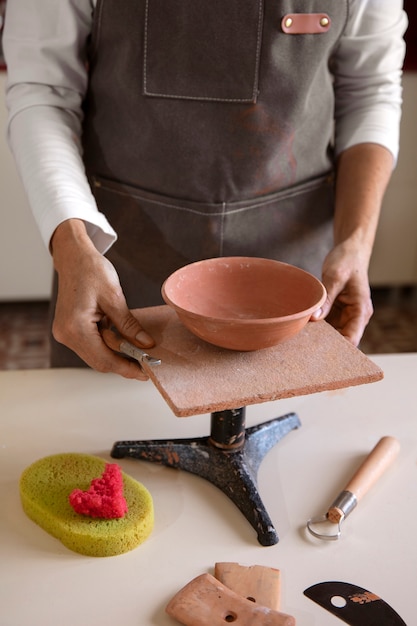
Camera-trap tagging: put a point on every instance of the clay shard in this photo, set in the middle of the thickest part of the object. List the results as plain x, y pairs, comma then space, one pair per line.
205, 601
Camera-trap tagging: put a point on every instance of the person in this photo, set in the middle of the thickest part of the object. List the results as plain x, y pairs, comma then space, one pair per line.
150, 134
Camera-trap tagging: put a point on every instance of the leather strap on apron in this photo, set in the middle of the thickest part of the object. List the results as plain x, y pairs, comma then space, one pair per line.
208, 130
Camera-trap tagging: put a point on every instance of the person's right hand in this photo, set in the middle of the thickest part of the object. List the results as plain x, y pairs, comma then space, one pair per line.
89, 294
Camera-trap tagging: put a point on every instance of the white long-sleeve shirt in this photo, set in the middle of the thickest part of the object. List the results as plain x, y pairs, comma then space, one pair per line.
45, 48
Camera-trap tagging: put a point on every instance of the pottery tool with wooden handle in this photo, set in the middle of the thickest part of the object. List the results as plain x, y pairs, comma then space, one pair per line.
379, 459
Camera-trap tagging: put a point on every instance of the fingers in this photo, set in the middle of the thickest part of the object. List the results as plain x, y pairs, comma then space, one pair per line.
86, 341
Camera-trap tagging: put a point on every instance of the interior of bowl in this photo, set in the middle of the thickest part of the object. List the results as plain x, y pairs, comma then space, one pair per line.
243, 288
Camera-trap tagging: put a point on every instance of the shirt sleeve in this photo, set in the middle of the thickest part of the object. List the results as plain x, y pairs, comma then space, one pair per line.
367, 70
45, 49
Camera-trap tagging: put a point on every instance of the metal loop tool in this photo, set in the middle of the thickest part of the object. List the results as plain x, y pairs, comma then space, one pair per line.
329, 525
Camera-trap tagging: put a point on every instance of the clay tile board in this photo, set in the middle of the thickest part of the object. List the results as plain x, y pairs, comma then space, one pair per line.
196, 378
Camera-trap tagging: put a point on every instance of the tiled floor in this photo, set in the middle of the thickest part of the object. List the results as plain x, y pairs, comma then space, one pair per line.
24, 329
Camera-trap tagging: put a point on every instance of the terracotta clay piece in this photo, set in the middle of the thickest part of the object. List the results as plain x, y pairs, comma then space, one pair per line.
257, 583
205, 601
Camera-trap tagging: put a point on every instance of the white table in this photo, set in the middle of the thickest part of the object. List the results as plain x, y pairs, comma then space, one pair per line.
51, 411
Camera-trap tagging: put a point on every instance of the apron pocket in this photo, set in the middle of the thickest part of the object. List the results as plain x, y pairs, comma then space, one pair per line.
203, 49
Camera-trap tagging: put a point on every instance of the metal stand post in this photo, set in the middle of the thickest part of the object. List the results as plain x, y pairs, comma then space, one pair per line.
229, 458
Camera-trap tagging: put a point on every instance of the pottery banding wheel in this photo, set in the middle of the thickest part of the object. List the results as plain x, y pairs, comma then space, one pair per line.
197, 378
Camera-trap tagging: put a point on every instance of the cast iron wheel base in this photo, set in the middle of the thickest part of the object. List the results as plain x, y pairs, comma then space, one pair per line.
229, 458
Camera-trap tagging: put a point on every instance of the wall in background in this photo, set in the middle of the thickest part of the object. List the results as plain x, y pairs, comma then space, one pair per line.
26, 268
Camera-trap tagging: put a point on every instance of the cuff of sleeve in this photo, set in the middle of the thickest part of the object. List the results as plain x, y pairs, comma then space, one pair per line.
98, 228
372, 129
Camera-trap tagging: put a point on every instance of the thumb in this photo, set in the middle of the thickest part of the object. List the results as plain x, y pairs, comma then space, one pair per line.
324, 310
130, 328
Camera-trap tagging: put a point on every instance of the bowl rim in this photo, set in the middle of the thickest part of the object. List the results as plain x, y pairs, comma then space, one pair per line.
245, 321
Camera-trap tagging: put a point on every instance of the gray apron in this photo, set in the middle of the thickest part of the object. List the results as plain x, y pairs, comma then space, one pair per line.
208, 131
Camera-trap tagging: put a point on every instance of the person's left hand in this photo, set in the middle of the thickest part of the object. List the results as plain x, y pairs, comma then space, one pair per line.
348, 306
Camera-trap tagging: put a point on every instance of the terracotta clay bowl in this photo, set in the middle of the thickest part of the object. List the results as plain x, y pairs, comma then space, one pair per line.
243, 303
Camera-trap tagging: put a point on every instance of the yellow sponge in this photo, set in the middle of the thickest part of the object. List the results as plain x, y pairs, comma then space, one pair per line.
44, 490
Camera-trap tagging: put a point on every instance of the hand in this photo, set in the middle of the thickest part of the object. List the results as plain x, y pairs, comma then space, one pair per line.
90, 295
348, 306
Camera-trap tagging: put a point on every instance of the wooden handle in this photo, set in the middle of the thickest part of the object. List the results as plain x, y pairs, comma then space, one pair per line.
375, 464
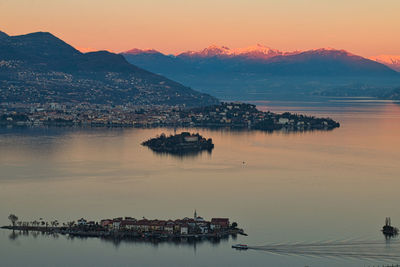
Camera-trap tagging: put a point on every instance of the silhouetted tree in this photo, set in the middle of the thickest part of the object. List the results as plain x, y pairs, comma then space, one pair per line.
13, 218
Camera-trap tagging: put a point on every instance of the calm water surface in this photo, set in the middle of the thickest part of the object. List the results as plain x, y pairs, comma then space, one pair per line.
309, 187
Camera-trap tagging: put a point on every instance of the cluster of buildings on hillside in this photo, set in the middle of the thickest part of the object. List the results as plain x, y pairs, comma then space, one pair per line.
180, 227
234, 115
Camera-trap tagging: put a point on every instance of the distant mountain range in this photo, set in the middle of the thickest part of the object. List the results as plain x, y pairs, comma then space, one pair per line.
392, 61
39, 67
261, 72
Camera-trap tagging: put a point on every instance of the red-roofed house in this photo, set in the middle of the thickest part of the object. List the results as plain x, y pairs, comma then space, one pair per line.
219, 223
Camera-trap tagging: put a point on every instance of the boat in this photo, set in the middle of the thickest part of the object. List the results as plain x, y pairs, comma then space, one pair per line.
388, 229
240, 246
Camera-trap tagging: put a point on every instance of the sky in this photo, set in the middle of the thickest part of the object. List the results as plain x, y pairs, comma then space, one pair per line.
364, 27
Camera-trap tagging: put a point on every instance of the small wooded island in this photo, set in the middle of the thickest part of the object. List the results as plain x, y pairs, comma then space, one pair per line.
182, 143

---

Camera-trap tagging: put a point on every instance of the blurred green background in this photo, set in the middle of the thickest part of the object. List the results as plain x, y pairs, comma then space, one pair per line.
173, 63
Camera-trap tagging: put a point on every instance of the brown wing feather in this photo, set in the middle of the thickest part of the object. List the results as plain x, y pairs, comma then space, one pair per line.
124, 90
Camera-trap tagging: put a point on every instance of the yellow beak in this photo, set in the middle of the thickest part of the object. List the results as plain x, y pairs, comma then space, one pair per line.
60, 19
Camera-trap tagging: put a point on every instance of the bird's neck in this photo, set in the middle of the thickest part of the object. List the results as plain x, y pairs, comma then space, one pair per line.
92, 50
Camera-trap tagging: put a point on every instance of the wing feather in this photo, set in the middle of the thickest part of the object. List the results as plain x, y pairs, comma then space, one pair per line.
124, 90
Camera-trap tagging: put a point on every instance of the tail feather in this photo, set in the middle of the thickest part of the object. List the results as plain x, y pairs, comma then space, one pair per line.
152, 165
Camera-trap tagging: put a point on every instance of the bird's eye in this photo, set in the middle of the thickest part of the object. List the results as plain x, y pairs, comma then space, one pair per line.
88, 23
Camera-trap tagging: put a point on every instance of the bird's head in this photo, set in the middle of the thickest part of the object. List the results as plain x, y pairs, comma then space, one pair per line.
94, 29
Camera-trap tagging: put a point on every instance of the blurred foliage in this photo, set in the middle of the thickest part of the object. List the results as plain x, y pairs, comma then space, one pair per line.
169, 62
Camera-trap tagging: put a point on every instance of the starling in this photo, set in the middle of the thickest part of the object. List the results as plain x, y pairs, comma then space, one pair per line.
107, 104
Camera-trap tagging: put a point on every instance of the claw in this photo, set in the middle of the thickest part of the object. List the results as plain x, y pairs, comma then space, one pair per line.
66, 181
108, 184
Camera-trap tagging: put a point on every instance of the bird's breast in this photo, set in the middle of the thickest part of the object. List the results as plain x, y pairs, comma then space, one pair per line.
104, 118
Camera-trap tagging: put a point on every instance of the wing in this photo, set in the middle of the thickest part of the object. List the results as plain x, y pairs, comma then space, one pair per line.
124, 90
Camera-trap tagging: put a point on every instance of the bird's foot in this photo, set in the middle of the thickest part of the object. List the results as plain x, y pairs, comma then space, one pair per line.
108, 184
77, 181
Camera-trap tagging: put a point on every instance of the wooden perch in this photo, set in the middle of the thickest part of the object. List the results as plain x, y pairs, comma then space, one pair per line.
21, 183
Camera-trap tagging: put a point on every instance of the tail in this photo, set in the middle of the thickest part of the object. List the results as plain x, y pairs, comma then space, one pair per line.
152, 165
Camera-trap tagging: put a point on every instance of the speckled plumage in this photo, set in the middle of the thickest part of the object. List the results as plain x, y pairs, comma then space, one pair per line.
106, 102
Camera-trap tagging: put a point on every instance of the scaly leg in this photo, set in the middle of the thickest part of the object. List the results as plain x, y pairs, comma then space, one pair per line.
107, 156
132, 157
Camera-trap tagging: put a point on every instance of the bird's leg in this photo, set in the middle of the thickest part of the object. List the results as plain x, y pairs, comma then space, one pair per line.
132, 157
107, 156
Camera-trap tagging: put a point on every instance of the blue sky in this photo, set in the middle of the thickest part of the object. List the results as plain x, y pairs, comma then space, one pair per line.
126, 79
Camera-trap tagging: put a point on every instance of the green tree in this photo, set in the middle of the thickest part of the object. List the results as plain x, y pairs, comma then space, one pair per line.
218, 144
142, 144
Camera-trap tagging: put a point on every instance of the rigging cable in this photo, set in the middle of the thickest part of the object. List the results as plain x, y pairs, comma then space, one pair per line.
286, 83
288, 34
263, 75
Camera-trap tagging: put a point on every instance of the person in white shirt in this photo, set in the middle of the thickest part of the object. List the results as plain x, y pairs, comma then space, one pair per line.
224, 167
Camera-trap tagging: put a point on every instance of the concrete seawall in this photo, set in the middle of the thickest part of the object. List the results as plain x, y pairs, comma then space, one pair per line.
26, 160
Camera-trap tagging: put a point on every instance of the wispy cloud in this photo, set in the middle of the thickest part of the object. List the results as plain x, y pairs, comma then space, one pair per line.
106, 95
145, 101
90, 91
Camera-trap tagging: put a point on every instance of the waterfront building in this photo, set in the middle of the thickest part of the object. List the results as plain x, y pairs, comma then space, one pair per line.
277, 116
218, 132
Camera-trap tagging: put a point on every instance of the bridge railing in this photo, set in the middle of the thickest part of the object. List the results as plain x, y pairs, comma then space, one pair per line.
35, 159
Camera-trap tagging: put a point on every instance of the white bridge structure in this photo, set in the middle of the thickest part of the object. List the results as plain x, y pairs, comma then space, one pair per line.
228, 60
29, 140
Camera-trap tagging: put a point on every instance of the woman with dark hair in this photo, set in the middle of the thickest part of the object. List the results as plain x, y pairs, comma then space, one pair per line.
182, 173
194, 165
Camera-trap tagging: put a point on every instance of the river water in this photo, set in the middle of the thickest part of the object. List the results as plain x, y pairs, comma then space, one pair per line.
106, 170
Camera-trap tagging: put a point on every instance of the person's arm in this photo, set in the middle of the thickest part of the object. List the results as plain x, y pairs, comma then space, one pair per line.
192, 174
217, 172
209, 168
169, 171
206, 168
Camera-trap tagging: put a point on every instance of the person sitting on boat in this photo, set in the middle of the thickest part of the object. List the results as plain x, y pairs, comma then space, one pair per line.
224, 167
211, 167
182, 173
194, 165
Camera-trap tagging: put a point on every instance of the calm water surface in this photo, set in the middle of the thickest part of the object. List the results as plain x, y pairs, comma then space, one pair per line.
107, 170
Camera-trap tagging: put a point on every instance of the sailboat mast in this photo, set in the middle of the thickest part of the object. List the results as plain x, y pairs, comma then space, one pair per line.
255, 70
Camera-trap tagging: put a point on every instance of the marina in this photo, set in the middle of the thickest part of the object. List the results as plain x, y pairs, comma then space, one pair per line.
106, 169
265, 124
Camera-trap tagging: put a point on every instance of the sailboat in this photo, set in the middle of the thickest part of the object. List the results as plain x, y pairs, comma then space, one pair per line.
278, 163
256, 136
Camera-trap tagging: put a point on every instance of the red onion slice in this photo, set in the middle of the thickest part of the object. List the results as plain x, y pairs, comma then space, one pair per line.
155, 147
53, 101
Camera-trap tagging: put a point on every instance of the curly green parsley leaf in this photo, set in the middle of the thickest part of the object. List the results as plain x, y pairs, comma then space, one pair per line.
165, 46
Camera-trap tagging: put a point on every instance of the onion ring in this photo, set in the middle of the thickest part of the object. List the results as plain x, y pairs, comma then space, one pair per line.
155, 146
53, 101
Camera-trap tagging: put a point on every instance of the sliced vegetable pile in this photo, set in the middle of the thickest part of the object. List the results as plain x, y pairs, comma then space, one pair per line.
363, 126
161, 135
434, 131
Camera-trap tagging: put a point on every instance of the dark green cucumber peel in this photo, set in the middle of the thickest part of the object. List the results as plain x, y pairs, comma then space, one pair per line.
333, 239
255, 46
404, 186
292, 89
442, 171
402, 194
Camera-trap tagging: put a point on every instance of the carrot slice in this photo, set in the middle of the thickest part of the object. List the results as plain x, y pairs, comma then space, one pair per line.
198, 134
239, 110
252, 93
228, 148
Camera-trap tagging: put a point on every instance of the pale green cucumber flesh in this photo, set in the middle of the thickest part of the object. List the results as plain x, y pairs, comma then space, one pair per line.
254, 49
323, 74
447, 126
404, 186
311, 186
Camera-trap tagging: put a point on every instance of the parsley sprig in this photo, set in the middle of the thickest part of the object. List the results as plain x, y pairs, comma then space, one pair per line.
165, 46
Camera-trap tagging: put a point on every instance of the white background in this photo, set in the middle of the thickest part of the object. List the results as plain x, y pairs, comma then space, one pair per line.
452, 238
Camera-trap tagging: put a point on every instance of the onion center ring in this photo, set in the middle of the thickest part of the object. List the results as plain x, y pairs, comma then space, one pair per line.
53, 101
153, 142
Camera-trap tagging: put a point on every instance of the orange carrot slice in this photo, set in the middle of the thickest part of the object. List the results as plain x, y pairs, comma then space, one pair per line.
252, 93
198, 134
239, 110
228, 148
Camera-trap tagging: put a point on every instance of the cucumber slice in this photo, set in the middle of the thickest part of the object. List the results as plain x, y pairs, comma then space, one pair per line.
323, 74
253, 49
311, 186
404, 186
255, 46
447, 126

==

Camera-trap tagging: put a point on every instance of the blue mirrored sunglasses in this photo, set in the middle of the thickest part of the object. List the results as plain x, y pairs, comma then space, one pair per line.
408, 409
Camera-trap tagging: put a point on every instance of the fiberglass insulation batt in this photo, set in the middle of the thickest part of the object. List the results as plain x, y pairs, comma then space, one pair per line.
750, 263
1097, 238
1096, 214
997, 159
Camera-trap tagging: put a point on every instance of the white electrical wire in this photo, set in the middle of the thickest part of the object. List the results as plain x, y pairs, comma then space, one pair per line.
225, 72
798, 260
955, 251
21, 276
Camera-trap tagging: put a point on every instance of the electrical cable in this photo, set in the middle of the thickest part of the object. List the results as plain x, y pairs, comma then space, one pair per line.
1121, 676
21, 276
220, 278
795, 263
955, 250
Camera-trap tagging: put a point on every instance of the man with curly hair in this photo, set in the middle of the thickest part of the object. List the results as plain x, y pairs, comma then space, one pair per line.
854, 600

What you should do: Locate each line of the data above that contains the word "post" and copy every such line in full. Only matches with the same capitalization count.

Correct answer:
Camera-trap tagging: put a point on every instance of the metal stand post in this photo, set in the middle of the thickest part of the object. List the results as plain x, y pairs, comma then space, one pair per line.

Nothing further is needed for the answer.